出典文書.
..............................

新型コロナウィルスの感染拡大により、給付金などがさまざま策定されている。給付金を初めて受給する企業にとって、仕訳や税務処理は気になるだろう。今回は、給付金に関する課税や仕訳、消費税の処理について解説する。給付金を受給する前に概要を把握しておこう。
そもそも給付金は課税対象?
持続化給付金や自治体から支給される休業協力金が所得税の課税対象である点について、一部の人々に不満が生じているようだ。
個人に支給される10万円の給付金は非課税であり、その点と矛盾しているように思えるのだろう。まず、給付金について課税・非課税を区分する基準をみていきたい。
法人・個人事業主を問わず課税
法人においては、原則として補助金や助成金などによる所得が課税対象になる。今回は、特別な非課税措置は講じられていないため、法人に支給される給付金などはすべて課税対象となるだろう。
同様に、個人事業者に支給される給付金なども課税対象である。
ちなみに個人事業主の場合、事業に対して支給されるものは原則課税対象、生活に対して支給されるものは非課税であることが多い。
課税によって支給の効果が薄れる?
持続化給付金は売上減少の補填、雇用調整助成金は人件費の補填として給付されているが、あくまでも課税所得を構成する要素だ。
結果的に赤字であれば課税されないため、支給対象とならなかった事業者に公平性を示せる。
反対に、給付金によって黒字になれば担税力があると判断される。資金繰りや取引先、貸倒債権などの事情があっても、課税されるのはやむをえないだろう。
納税が困難な場合は特例を活用
ただし、黒字になっても種々の事業により納税が困難な場合もある。該当する事業者は、納税猶予の特例を活用するとよい。
2020年2月以降、1か月以上にわたって収入が前年同期比で20%以上減少した場合、法人税や所得税の納税が1年間猶予される。
給付金などの仕訳について
ここからは持続化給付金など資産の取得に紐づかない給付金に関する仕訳について解説する。
仕訳1.給付金を受け取ったとき
50万円の給付金が入金された場合、下記の処理を行う。
(借方)普通預金 500,000円/(貸方)雑収入 500,000円
仕訳2.入金が決算をまたいでしまう場合
支給決定通知書が届いた段階で下記の処理を行う。
(借方)未収入金 500,000円/(貸方)雑収入 500,000円
入金があった時点で次の仕訳処理を行う。
(借方)普通預金 500,000円/(貸方)未収入金 500,000円
勘定項目について
なお、給付金などは雑収入勘定となるが、消費税ではなく所得税や法人税の課税対象となる。
所得が最終的に赤字であれば所得税や法人税はかからないが、黒字の場合には所得税や法人税がかかる。

..............................

与えられた情報.
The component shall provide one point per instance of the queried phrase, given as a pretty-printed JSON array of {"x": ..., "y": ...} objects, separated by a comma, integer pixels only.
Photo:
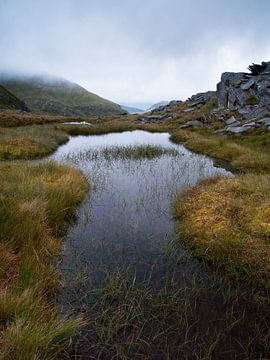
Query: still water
[{"x": 126, "y": 220}]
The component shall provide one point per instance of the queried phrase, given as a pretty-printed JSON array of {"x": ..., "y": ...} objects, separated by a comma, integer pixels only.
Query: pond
[{"x": 125, "y": 226}]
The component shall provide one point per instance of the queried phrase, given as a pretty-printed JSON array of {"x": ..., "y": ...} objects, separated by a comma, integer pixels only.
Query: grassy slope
[
  {"x": 36, "y": 92},
  {"x": 8, "y": 101},
  {"x": 222, "y": 198},
  {"x": 33, "y": 214}
]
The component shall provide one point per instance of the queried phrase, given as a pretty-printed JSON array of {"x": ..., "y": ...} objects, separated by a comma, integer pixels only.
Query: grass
[
  {"x": 238, "y": 151},
  {"x": 211, "y": 319},
  {"x": 226, "y": 222},
  {"x": 36, "y": 201},
  {"x": 13, "y": 119},
  {"x": 223, "y": 221},
  {"x": 137, "y": 152},
  {"x": 29, "y": 142}
]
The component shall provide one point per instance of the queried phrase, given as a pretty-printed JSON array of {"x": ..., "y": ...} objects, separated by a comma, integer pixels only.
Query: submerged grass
[
  {"x": 137, "y": 152},
  {"x": 210, "y": 319},
  {"x": 35, "y": 203}
]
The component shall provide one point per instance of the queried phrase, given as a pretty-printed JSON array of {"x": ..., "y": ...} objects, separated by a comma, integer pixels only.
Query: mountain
[
  {"x": 157, "y": 105},
  {"x": 56, "y": 96},
  {"x": 8, "y": 101},
  {"x": 132, "y": 110}
]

..............................

課題の要件.
**a)** 給付金の税務についての出典文書によると、法人税や所得税の納税が1年間猶予されるのは、収入がどのように減少した場合か。
**b)** 給付金の課税と仕訳を扱った出典文書を、最後の文に続けて書き進めよ。
なお、資料は出典文書の内容とは関係がない。

課題別解答.
**a)** 2020年2月以降、1か月以上にわたって収入が前年同期比で20%以上減少した場合である。

**b)**
給付金の税負担を減らす方法
給付金などをもらった際に、それが益金として計上されるケースがある。用途が限定されていなければ問題ないが、資産の取得に紐づいた給付金などの場合、臨時的な収益に対する課税が収益を圧迫する。
高額の資産を取得した際には、減価償却費を通じて長期間にわたり損金計上がなされる。しかし、益金が臨時的に計上されては、給付金を受け取るメリットが薄れて本末転倒である。
圧縮記帳とは?
そこで、法人税法では特例として課税負担を一時的に減らす会計処理を認めている。いわゆる圧縮記帳だ。
圧縮記帳では、給付金による収益を固定資産の取得価額から減額し、圧縮損を計上する。収益金額と圧縮損を相殺して、給付金に対する課税を一時的に回避する。
圧縮記帳の対象
ただし、給付金などのすべてが圧縮記帳の対象になるわけではない。法人税法では、圧縮記帳の対象となる補助金や法人を限定しており、その条件は下記の通りである。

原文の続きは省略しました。